_Your instructions_: Summarize the text on random number sampling in SciPy in two sentences.

_Text to read_:

# # # # #

Universal Non-Uniform Random Number Sampling in SciPy#

SciPy provides an interface to many universal non-uniform random number generators to sample random variates from a wide variety of univariate continuous and discrete distributions. Implementations of a fast C library called UNU.RAN are used for speed and performance. Please look at UNU.RAN’s documentation for an in-depth explanation of these methods. It is heavily referred to for writing this tutorial and the documentation of all the generators.

Introduction#

Random variate generation is the small field of research that deals with algorithms to generate random variates from various distributions. It is common to assume that a uniform random number generator is available. This is a program that produces a sequence of independent and identically distributed continuous U(0,1) random variates (i.e. uniform random variates on the interval (0,1)). Of course, real-world computers can never generate ideal random numbers and they cannot produce numbers of arbitrary precision but state-of-the-art uniform random number generators come close to this aim. Thus random variate generation deals with the problem of transforming such a sequence of U(0,1) random numbers into non-uniform random variates. These methods are universal and work in a black-box fashion.

Some methods to do that are:

  • The Inversion method: When the inverse \(F^{-1}\) of the cumulative distribution function is known, then random variate generation is easy. We just generate a uniformly U(0,1) distributed random number U and return \(X = F^{-1}(U)\). As closed form solutions for the inverse are rarely available, one usually needs to rely on approximations of the inverse (e.g. ndtri, stdtrit). In general, the implementation of special functions is quite slow compared to the inversion methods in UNU.RAN.

  • The Rejection Method: The rejection method, often called acceptance-rejection method, has been suggested by John von Neumann in 1951 [1]. It involves computing an upper bound to the PDF (also called the hat function) and using the inversion method to generate a random variate, say Y, from this bound. Then a uniform random number can be drawn between 0 to the value of the upper bound at Y. If this number is less than the PDF at Y, return the sample otherwise reject it. See TransformedDensityRejection.

  • The Ratio-of-Uniforms Method: This is a type of acceptance-rejection method which is uses minimal bounding rectangles to construct the hat function. See scipy.stats.rvs_ratio_uniforms.

# # # # #

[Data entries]
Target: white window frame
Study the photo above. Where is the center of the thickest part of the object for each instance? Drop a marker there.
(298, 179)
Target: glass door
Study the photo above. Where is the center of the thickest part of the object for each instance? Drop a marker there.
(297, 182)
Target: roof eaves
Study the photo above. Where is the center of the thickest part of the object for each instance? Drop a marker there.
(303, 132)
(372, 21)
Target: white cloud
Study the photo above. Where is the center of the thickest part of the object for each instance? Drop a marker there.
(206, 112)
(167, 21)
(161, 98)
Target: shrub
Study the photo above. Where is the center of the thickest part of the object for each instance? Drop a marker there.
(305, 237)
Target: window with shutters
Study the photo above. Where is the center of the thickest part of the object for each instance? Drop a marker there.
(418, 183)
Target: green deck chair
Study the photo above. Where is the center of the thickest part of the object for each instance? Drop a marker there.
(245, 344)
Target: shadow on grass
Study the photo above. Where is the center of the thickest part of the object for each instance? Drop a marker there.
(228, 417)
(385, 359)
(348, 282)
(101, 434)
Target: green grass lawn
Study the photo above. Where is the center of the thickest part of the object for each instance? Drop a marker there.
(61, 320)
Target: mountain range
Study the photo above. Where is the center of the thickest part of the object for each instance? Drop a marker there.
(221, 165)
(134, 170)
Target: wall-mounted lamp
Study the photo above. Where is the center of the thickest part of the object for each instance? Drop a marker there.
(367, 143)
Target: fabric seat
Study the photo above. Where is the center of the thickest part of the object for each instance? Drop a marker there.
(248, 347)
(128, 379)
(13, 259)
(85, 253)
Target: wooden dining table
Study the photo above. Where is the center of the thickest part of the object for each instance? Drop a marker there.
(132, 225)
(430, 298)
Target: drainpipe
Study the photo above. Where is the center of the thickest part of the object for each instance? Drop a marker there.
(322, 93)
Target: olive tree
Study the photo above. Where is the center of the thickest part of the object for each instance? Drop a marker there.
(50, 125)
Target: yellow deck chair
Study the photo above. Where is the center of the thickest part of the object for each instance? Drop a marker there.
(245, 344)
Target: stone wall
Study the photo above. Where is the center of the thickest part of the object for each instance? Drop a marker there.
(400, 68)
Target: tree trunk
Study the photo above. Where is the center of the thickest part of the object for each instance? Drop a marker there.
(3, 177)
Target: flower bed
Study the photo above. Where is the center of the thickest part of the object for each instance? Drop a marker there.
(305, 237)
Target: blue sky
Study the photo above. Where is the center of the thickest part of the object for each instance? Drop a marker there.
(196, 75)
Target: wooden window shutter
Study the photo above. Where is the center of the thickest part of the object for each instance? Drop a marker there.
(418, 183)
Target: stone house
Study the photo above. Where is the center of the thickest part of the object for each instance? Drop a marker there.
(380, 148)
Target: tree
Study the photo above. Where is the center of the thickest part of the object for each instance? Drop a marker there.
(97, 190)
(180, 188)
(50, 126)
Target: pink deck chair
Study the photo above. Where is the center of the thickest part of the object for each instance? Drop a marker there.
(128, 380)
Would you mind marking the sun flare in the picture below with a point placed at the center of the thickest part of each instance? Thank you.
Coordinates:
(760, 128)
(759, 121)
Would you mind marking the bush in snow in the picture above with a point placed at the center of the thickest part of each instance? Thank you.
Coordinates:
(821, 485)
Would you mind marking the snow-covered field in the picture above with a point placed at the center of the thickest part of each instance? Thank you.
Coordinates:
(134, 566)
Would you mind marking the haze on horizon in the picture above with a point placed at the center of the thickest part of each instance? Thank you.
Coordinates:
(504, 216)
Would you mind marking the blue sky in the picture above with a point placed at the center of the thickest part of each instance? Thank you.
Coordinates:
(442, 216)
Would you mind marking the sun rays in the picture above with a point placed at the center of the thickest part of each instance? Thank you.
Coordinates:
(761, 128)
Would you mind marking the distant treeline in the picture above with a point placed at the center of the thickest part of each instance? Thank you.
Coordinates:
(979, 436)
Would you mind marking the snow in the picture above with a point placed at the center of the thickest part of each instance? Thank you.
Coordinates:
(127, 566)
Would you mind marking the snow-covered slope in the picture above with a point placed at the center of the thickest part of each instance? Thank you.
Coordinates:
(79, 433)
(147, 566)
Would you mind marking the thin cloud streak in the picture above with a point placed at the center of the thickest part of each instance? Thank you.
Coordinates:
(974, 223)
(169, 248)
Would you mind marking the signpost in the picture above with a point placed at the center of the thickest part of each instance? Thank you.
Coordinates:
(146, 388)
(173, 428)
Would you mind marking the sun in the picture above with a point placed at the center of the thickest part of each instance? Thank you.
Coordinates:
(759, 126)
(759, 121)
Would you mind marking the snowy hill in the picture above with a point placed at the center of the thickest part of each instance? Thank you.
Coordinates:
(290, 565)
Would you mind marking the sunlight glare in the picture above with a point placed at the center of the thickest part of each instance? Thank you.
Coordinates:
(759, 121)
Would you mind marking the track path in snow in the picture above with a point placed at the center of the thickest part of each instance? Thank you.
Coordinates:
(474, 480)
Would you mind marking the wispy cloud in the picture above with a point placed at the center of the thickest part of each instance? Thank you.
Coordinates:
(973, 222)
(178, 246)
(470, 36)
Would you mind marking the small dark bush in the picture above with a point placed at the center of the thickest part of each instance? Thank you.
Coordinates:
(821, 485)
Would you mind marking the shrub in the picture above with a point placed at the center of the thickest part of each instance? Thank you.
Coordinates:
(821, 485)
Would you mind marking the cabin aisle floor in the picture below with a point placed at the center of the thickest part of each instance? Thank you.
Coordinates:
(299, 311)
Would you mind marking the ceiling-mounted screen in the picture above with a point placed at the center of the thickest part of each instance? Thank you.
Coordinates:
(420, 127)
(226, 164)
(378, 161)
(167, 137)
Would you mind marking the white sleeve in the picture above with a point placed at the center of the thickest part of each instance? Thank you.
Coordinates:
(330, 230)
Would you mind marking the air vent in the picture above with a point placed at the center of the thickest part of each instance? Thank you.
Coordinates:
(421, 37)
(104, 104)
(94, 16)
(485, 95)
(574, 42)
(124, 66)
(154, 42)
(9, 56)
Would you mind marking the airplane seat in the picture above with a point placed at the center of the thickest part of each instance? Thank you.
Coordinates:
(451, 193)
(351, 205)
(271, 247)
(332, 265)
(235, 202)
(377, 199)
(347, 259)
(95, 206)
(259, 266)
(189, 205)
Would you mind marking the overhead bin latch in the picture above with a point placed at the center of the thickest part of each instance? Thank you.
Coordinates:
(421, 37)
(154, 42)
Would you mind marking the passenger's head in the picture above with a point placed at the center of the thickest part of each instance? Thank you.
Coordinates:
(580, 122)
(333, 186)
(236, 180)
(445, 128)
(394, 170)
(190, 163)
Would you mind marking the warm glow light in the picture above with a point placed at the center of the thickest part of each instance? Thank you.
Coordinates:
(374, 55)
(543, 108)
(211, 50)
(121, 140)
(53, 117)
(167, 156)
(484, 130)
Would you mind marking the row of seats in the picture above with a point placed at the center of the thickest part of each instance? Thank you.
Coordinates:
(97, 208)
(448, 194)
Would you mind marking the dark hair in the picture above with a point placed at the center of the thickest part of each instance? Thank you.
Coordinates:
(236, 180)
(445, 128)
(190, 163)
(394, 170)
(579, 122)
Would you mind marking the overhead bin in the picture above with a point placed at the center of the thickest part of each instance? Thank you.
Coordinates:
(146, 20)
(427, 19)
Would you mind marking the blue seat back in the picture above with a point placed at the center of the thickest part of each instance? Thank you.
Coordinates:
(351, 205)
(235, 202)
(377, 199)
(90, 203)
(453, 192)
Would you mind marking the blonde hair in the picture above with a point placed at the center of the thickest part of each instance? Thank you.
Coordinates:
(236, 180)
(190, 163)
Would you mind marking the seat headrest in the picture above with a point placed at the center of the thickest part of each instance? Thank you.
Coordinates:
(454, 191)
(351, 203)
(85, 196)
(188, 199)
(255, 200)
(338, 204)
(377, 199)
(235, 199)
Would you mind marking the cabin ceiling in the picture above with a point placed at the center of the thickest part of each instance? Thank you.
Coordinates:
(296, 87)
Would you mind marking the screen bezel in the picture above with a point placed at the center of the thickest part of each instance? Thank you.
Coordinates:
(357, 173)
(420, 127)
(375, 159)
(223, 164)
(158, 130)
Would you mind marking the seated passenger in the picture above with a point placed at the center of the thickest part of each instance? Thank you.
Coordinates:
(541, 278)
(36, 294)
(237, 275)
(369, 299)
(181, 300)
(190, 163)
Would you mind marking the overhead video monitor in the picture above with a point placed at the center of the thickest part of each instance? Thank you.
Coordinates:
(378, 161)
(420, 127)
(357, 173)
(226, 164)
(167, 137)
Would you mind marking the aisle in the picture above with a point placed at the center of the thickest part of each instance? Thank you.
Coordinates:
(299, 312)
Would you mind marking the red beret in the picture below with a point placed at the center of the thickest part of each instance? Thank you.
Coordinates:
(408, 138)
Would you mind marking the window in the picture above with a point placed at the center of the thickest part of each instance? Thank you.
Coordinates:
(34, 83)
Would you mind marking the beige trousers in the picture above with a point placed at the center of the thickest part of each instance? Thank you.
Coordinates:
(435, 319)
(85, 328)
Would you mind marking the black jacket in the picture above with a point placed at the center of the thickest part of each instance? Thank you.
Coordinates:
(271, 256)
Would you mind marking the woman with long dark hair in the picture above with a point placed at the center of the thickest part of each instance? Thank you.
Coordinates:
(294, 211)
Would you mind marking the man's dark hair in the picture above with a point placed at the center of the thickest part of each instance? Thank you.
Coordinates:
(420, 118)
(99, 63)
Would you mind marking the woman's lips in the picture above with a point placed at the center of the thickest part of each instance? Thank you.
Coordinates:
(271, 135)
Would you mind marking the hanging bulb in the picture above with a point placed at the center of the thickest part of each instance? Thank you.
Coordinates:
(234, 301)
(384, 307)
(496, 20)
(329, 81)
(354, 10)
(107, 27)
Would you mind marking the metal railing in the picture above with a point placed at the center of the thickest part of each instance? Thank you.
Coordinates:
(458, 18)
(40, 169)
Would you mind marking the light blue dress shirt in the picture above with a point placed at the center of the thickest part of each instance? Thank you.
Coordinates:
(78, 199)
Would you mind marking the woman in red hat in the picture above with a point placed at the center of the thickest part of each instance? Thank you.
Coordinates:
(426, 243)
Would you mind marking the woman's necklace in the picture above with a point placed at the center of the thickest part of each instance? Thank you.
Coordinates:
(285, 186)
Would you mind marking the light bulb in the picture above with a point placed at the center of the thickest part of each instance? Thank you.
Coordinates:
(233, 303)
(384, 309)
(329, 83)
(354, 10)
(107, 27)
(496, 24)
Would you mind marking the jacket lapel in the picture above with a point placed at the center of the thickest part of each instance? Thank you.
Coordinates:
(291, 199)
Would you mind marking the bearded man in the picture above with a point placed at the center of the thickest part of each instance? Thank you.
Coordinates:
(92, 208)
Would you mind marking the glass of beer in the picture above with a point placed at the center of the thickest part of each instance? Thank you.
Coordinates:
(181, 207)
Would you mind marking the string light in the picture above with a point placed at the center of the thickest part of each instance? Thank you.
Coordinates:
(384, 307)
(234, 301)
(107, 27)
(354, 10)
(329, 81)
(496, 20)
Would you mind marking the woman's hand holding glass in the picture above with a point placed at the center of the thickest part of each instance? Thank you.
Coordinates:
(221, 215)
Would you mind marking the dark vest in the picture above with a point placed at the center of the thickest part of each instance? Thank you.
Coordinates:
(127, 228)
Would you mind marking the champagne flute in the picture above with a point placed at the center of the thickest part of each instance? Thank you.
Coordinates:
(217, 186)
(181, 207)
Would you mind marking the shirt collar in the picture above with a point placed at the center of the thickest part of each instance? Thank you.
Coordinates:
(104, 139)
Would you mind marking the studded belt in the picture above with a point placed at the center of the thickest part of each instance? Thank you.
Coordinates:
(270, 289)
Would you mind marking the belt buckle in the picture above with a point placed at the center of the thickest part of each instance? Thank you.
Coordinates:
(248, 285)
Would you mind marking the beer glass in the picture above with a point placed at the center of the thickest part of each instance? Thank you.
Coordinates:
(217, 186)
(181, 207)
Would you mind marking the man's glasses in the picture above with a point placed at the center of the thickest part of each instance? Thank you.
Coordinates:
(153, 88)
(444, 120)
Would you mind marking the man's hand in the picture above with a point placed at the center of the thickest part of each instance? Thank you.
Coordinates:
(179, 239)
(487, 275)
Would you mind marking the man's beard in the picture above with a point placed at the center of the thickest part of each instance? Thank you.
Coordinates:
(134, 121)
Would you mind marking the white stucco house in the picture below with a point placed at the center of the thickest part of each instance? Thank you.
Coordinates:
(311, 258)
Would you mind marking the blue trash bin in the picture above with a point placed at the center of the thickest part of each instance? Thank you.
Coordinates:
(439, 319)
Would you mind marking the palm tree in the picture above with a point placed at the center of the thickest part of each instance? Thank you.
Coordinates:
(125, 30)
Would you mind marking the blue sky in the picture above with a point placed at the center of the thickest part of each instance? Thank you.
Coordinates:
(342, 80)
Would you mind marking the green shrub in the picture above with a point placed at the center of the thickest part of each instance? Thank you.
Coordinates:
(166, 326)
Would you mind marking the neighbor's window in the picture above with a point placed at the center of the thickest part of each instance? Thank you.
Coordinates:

# # # # #

_Task response_: SciPy uses implementations of the fast C library UNU.RAN to provide an interface to universal non-uniform random number generators that sample from many univariate continuous and discrete distributions. Random variate generation transforms a sequence of U(0,1) random numbers into non-uniform random variates, with methods including inversion, rejection, and ratio-of-uniforms.